Each line of the material that mentions the word "backpack" is to be copied.
******************************
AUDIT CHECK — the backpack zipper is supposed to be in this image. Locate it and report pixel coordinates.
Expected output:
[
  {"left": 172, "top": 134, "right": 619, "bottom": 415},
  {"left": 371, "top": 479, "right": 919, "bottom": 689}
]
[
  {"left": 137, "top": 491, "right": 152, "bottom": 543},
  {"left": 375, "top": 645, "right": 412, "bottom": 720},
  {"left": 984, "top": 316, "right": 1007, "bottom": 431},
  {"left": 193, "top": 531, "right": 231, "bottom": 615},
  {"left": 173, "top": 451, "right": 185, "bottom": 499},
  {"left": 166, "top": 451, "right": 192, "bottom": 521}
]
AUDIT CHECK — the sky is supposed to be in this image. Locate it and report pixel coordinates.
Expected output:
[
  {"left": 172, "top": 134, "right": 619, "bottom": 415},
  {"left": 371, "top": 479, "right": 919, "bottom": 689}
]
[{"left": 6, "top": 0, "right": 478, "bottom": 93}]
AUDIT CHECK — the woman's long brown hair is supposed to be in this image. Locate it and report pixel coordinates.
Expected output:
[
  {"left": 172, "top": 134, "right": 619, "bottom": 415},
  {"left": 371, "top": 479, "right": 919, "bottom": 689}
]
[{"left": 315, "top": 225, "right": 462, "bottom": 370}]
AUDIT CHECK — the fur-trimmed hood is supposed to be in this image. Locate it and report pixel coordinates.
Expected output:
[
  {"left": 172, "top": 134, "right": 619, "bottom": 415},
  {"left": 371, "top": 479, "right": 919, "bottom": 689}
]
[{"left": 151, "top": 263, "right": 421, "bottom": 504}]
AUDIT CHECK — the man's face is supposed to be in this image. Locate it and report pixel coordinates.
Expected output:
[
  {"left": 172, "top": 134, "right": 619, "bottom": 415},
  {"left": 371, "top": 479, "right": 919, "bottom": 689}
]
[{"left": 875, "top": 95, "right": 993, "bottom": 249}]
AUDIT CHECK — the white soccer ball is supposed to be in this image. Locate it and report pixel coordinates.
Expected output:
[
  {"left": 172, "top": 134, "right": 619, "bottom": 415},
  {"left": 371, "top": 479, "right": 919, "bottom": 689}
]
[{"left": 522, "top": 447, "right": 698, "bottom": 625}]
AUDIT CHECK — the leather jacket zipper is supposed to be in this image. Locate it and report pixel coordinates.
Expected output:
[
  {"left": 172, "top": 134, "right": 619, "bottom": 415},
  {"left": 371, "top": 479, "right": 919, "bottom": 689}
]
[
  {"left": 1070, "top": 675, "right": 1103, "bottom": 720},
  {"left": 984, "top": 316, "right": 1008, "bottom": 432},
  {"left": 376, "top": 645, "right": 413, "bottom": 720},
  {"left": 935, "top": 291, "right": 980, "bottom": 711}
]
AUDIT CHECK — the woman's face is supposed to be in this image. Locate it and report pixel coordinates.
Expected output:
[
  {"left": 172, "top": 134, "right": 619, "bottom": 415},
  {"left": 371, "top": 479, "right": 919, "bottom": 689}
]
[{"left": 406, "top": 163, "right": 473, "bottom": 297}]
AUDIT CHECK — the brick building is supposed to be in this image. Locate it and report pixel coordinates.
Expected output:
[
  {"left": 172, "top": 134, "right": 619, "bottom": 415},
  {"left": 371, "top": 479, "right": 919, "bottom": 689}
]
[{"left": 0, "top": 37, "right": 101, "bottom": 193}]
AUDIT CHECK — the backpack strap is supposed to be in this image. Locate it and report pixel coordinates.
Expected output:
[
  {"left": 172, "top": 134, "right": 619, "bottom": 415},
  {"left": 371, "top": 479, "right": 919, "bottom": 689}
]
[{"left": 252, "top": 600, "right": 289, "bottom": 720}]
******************************
▶ **EXERCISE RESULT**
AUDIT CHECK — the backpack zipper is supposed to be in this image. Locate it and report pixel coordinates.
AUDIT CHECK — the backpack strap is supposed to be in this image. Locate it and report pixel coordinates.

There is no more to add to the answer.